— begin Stored records —
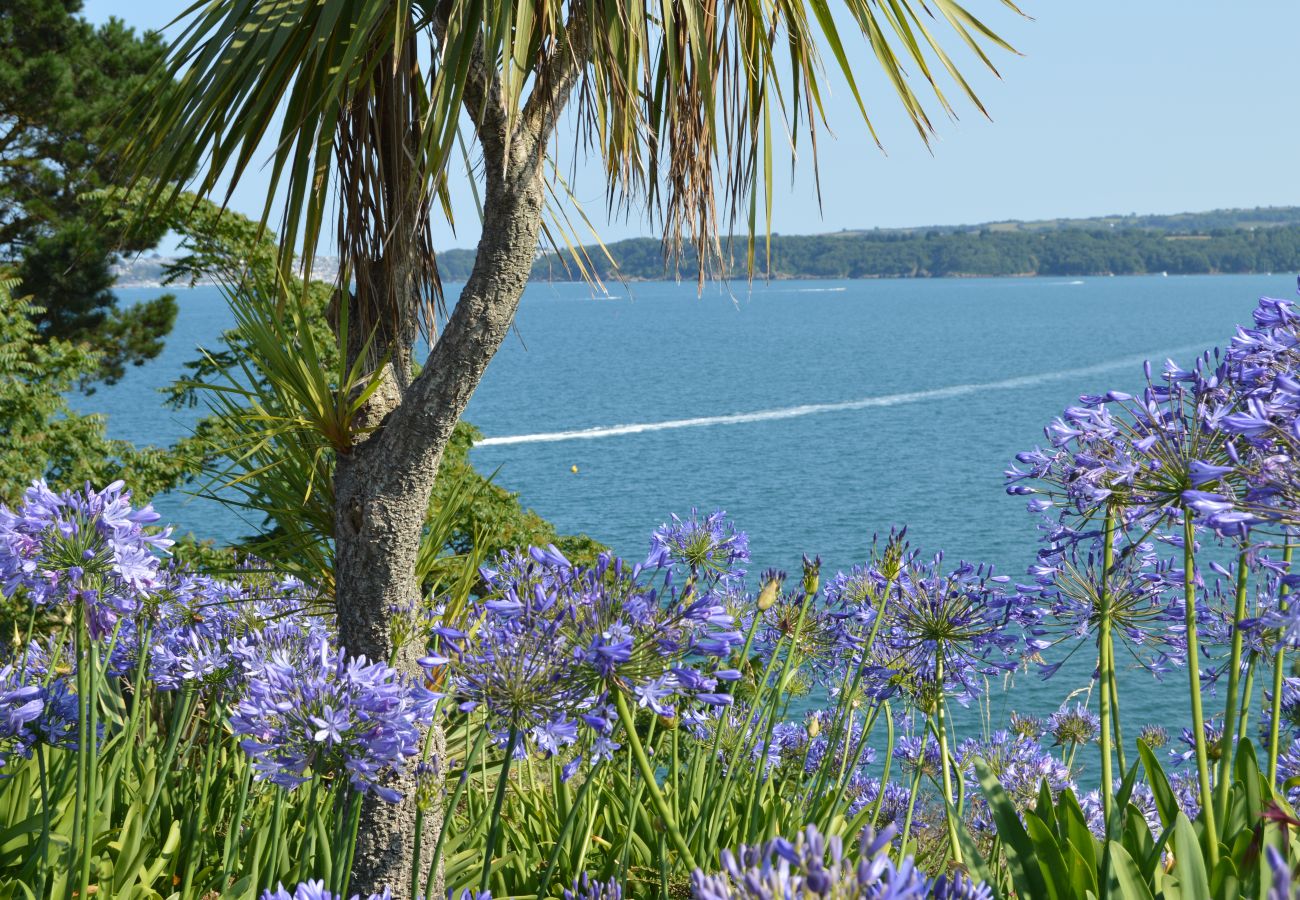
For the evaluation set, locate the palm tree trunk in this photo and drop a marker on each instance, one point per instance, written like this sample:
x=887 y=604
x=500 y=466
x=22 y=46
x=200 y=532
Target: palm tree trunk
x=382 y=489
— end Stored records —
— begin Stored records —
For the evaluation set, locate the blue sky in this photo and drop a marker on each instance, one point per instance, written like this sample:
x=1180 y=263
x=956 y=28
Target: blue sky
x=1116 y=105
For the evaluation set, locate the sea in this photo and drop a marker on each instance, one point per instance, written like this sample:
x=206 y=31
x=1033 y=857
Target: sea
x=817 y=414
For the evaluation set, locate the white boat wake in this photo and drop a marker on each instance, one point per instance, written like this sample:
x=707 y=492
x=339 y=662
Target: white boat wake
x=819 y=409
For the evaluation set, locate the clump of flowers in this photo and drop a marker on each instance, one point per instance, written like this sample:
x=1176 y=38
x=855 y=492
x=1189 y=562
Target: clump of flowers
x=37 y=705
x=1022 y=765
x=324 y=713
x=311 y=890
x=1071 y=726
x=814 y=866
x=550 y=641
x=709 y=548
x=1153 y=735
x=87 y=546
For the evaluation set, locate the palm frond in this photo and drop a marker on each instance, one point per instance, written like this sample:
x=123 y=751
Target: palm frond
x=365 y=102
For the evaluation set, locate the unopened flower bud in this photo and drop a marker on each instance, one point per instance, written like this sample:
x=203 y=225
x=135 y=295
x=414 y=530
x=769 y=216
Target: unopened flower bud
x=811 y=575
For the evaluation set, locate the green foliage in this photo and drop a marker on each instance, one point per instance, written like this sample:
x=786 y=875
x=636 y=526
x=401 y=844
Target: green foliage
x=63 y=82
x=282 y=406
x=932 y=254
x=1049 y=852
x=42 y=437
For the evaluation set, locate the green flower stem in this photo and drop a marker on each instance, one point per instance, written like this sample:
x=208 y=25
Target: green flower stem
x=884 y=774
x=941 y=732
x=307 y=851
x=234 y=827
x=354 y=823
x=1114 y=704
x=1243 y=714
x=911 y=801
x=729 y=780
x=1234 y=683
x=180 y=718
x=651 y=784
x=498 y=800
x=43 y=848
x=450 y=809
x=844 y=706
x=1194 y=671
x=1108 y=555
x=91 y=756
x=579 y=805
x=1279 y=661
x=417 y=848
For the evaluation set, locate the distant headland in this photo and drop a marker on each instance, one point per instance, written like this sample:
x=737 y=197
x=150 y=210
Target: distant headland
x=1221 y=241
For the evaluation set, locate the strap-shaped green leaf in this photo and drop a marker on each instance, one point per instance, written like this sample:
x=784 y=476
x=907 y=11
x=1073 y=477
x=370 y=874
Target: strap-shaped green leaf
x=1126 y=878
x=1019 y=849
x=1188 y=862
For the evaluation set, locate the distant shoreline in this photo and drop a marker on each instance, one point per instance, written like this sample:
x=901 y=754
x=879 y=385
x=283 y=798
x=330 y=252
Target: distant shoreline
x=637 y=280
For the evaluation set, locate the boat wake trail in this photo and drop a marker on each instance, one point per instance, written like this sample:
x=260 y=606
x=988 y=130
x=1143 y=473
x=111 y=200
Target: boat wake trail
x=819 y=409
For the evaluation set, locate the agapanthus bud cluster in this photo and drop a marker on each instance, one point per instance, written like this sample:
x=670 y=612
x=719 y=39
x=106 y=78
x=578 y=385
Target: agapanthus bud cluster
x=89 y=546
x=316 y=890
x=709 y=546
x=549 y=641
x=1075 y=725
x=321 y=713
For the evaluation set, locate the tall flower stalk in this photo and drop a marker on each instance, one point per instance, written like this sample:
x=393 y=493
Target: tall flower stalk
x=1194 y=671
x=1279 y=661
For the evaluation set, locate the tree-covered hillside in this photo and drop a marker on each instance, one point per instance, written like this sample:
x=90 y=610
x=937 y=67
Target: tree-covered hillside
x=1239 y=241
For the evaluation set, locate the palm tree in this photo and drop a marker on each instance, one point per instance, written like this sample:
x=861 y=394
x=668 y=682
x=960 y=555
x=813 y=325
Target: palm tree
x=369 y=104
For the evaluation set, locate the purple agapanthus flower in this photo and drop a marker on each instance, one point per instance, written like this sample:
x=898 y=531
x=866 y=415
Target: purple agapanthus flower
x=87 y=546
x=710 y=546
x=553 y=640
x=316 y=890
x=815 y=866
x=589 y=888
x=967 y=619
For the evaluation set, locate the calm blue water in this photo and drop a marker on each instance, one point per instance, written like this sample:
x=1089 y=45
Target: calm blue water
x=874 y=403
— end Stored records —
To be done
Could you copy out, word for word, the material from the line with "For the evaluation set, locate the clump" to the line with "x=811 y=575", including both of those lines?

Solved exercise
For the evaluation set, locate the clump of flowers in this photo and drop a marker on each instance, one point per instance, written like this sample:
x=1176 y=38
x=855 y=492
x=1189 y=562
Target: clump of flowers
x=37 y=705
x=1022 y=765
x=324 y=713
x=311 y=890
x=1071 y=726
x=814 y=866
x=550 y=641
x=709 y=548
x=1153 y=735
x=87 y=546
For the evaluation set, locate the palm frond in this photo and drop a marker on each instance, one point per instance, written like this sample:
x=123 y=751
Target: palm frond
x=365 y=102
For the evaluation set, locate the unopened flower bud in this photo and drop a marker on each instance, one point per instance, written like this sample:
x=203 y=225
x=135 y=295
x=414 y=530
x=769 y=216
Target: unopened flower bud
x=811 y=575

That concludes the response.